Goal: Write out the full listing again, exactly as it stands.
— Begin Data for the task —
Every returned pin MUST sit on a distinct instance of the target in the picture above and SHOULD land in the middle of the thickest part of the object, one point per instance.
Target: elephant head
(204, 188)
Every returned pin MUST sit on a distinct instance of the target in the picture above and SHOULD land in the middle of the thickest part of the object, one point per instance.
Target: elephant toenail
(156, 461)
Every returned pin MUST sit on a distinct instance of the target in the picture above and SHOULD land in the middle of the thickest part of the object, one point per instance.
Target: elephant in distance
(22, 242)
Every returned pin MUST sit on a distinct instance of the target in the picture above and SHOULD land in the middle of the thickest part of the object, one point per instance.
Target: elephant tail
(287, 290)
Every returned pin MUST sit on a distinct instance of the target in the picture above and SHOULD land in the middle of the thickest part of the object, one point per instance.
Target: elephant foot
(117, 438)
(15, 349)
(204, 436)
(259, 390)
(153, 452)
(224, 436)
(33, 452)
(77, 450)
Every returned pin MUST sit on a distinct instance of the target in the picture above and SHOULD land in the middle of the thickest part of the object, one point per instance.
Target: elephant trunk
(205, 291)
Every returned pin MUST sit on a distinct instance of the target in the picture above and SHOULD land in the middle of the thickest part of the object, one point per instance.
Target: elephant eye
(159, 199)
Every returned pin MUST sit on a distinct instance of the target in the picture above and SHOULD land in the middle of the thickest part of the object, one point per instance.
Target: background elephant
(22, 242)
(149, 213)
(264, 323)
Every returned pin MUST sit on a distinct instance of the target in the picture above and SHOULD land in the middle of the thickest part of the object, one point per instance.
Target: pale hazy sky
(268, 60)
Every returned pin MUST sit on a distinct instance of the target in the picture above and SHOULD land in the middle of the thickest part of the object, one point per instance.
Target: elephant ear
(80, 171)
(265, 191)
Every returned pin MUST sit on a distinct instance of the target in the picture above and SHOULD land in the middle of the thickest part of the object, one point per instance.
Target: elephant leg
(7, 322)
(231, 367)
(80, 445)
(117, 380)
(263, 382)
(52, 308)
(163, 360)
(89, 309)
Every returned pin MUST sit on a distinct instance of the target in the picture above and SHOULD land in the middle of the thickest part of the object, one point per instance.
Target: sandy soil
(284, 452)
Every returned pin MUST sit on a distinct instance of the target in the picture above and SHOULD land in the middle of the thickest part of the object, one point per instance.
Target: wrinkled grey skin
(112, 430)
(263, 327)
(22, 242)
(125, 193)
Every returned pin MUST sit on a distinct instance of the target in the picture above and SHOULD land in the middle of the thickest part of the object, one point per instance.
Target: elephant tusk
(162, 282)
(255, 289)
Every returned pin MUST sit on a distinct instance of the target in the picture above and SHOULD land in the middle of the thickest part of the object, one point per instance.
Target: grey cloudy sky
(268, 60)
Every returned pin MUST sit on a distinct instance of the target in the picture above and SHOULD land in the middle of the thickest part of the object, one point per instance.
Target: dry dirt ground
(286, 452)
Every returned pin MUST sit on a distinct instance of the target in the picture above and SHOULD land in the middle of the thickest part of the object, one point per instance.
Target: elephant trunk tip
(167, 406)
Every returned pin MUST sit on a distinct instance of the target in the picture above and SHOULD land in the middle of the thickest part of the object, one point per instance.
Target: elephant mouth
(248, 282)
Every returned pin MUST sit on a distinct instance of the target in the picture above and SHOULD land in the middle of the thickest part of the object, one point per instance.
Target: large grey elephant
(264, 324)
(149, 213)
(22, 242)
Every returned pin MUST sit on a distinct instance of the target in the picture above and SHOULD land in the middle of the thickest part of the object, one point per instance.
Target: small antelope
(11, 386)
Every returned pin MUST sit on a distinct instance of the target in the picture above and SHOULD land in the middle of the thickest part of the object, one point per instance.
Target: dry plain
— End Data for the task —
Finished task:
Every returned pin MUST sit on a distinct instance of the target in the picture above and SHOULD land in the middle of the thickest part of the object, one point per instance.
Target: elephant head
(204, 188)
Every returned pin MUST sit on a distinct instance of the target in the picture above and SHOULD land in the middle of the thickest part of the object, one point per instance.
Target: elephant toenail
(156, 461)
Every returned pin MUST sit on a distinct instance of the target in the picture above and SHOULD land in the middle of the thickest part of the object, one point per instance.
Target: elephant in distance
(22, 242)
Every returned pin MUST sit on a distinct instance of the target in the picture above and SHOULD land in the middle of the thickest part of the object, one point per instance.
Target: elephant tail
(287, 290)
Every returned pin MUST sit on a distinct instance of the target in the picture above and SHOULD land in the middle of the thickest part of the object, one point per instance.
Target: elephant foot
(117, 438)
(15, 349)
(204, 436)
(259, 390)
(153, 452)
(224, 436)
(33, 452)
(77, 450)
Every returned pin MUST sit on a distinct instance of the target in the picture above and SHOULD land in the middle of the thickest part of the object, one point per instance.
Target: elephant trunk
(205, 291)
Every returned pin MUST sit on a distinct instance of the target in the picture above and SHOULD land in the middle of the thickest part of the object, one point per instance.
Target: elephant eye
(159, 199)
Every returned pin MUST sit on a distinct instance of the target in the picture above and SHOULD land in the middle of the thickest part of the object, one point per instance.
Target: background elephant
(22, 242)
(149, 213)
(264, 323)
Every returned pin MUST sit on a distinct instance of the target in the picture above and SHOULD land in the middle of the thickest part of the object, one point per instance.
Target: pale hazy sky
(268, 60)
Every returned pin MUST sit on a distinct instance of the target in the picture above and SHOULD land in the middle of the thickest part of the object, one point per instance.
Target: elephant ear
(80, 171)
(265, 191)
Every returned pin MUST sit on a distinct instance of the target in the picture above and SHOULD land in the middle of the thickest part of the object, one point per instance.
Target: elephant leg
(7, 322)
(231, 367)
(80, 445)
(117, 380)
(263, 382)
(52, 308)
(163, 360)
(89, 309)
Every returned pin MUST sit on a distinct instance of the target in the picture above and SHOULD land in the middle of the thickest part of the object, one point per instance.
Target: sandy soil
(284, 452)
Every returned pin MUST sit on a distinct instance of the target in the picture above and SHOULD land in the middle of the thickest part of the object, one point per instance.
Target: wrinkled grey skin
(112, 430)
(263, 327)
(22, 242)
(125, 193)
Every returned pin MUST sit on a distinct instance of the target in the picture above and SHOULD land in the middle of the thickest part of the object, one point per instance.
Target: elephant tusk
(162, 282)
(255, 289)
Every returned pin MUST sit on a distinct instance of the target in the picture above and SHOULD land in the middle of the thickest part of the object, one point per instance.
Target: grey cloudy sky
(268, 60)
Every returned pin MUST sit on a distinct instance of the target in the picture above and SHOULD land in the middle of the thickest part of the object, one point per instance.
Target: dry dirt ground
(286, 452)
Every returned pin MUST sit on a distinct instance of the target in the picture above and SHOULD land in the middle of the thickest part of the object, one point per instance.
Target: elephant trunk tip
(167, 406)
Every returned pin MUST sit on a distinct instance of the target in the picture above and SHOULD land in the middle of the thickest part of the object, one point per instance.
Target: elephant mouth
(248, 282)
Every returned pin MUST sit on a distinct instance of the target in the picture above and SHOULD land in the middle of the thickest part of the object, one point per instance.
Target: large grey elephant
(264, 324)
(149, 213)
(22, 242)
Every returned pin MUST sit on a distinct instance of the target in the picture above and SHOULD land in the middle of the thickest part of the object, one point per instance.
Target: small antelope
(11, 386)
Every returned pin MUST sit on a distinct instance of the target in the picture above and SHOULD land in the middle of the thickest part of the object, one point per instance.
Target: dry plain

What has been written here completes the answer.